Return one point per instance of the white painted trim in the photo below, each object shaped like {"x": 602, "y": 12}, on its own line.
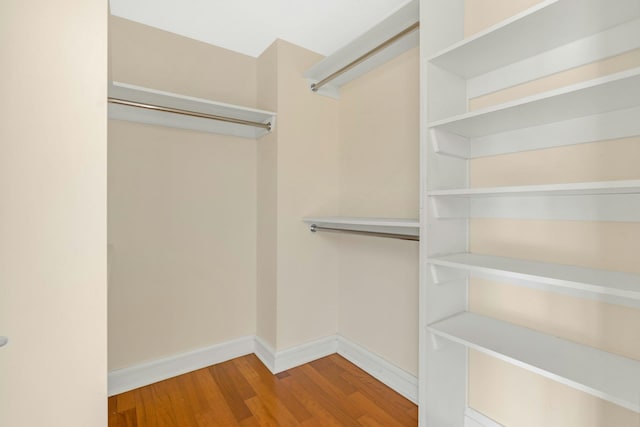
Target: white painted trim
{"x": 147, "y": 373}
{"x": 396, "y": 378}
{"x": 265, "y": 353}
{"x": 305, "y": 353}
{"x": 473, "y": 418}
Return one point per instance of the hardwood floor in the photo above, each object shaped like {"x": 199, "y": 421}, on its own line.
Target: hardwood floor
{"x": 242, "y": 392}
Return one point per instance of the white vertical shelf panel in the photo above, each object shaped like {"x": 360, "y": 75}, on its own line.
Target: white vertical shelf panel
{"x": 144, "y": 95}
{"x": 543, "y": 27}
{"x": 394, "y": 24}
{"x": 599, "y": 373}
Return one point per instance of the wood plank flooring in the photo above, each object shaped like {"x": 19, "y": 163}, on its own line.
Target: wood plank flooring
{"x": 242, "y": 392}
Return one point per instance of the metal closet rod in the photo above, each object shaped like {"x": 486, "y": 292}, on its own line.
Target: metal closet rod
{"x": 315, "y": 228}
{"x": 383, "y": 45}
{"x": 266, "y": 126}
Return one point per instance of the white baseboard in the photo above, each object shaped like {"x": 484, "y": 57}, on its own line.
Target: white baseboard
{"x": 148, "y": 373}
{"x": 266, "y": 354}
{"x": 289, "y": 358}
{"x": 473, "y": 418}
{"x": 394, "y": 377}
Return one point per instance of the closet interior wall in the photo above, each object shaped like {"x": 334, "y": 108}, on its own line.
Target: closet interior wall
{"x": 298, "y": 173}
{"x": 206, "y": 239}
{"x": 181, "y": 204}
{"x": 379, "y": 169}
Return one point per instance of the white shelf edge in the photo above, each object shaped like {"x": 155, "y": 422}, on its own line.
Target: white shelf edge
{"x": 572, "y": 189}
{"x": 607, "y": 375}
{"x": 501, "y": 39}
{"x": 468, "y": 42}
{"x": 604, "y": 282}
{"x": 396, "y": 22}
{"x": 455, "y": 123}
{"x": 151, "y": 96}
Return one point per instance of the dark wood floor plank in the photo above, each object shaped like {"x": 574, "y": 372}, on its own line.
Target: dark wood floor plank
{"x": 215, "y": 401}
{"x": 232, "y": 394}
{"x": 375, "y": 390}
{"x": 270, "y": 388}
{"x": 242, "y": 392}
{"x": 333, "y": 372}
{"x": 126, "y": 400}
{"x": 374, "y": 411}
{"x": 302, "y": 385}
{"x": 175, "y": 398}
{"x": 264, "y": 415}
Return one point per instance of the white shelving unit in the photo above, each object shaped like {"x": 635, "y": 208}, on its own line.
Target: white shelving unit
{"x": 520, "y": 37}
{"x": 399, "y": 226}
{"x": 142, "y": 95}
{"x": 552, "y": 36}
{"x": 573, "y": 189}
{"x": 400, "y": 20}
{"x": 615, "y": 380}
{"x": 614, "y": 92}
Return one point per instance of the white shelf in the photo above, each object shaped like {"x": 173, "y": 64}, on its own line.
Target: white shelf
{"x": 614, "y": 92}
{"x": 599, "y": 373}
{"x": 614, "y": 283}
{"x": 394, "y": 24}
{"x": 376, "y": 225}
{"x": 171, "y": 100}
{"x": 574, "y": 189}
{"x": 545, "y": 26}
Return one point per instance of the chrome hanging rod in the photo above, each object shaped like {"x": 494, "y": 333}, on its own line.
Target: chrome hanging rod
{"x": 266, "y": 126}
{"x": 315, "y": 228}
{"x": 383, "y": 45}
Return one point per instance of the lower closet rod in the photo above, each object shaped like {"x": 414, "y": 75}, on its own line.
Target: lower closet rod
{"x": 266, "y": 126}
{"x": 315, "y": 228}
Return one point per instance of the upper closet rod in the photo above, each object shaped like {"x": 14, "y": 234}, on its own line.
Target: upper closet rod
{"x": 313, "y": 228}
{"x": 406, "y": 31}
{"x": 266, "y": 126}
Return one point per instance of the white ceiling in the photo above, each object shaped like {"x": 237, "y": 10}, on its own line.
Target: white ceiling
{"x": 250, "y": 26}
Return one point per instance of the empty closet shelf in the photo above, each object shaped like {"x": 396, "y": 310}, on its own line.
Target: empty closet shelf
{"x": 617, "y": 91}
{"x": 615, "y": 283}
{"x": 596, "y": 372}
{"x": 398, "y": 228}
{"x": 573, "y": 189}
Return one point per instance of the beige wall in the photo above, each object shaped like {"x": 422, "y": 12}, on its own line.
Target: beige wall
{"x": 307, "y": 184}
{"x": 511, "y": 395}
{"x": 182, "y": 205}
{"x": 267, "y": 203}
{"x": 379, "y": 162}
{"x": 53, "y": 213}
{"x": 153, "y": 58}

——————————

_What you should do_. The line with "Target: chrome hanging rod" and all the lines after it in the records above are to be output exactly, with nothing added.

_Your solution_.
Target: chrome hanging rod
{"x": 266, "y": 126}
{"x": 315, "y": 228}
{"x": 383, "y": 45}
Return one point per instance of the lower closet rod in the photo above, each object shaped like {"x": 414, "y": 75}, on its own line.
Target: lower closet rod
{"x": 266, "y": 126}
{"x": 315, "y": 228}
Return one point per instance of the upper closet rod in the photo above, each object shaped like {"x": 14, "y": 234}, on its own line.
Target: upper closet rod
{"x": 313, "y": 228}
{"x": 406, "y": 31}
{"x": 266, "y": 126}
Return one point per instance of the white ceiling in the photo above, each object shaped like {"x": 237, "y": 10}, on its own line.
Target: white ceiling
{"x": 250, "y": 26}
Return one point per instance of the empty closet shelf in the photo above, each object shaped like {"x": 396, "y": 310}, on its own line.
Target: empty closet shelf
{"x": 617, "y": 91}
{"x": 615, "y": 283}
{"x": 596, "y": 372}
{"x": 398, "y": 228}
{"x": 573, "y": 189}
Return one point per instance of the beige wall in the photo above, each object shaped like {"x": 422, "y": 12}, on its own line.
Target: beige wall
{"x": 307, "y": 184}
{"x": 511, "y": 395}
{"x": 182, "y": 205}
{"x": 267, "y": 203}
{"x": 379, "y": 162}
{"x": 53, "y": 213}
{"x": 153, "y": 58}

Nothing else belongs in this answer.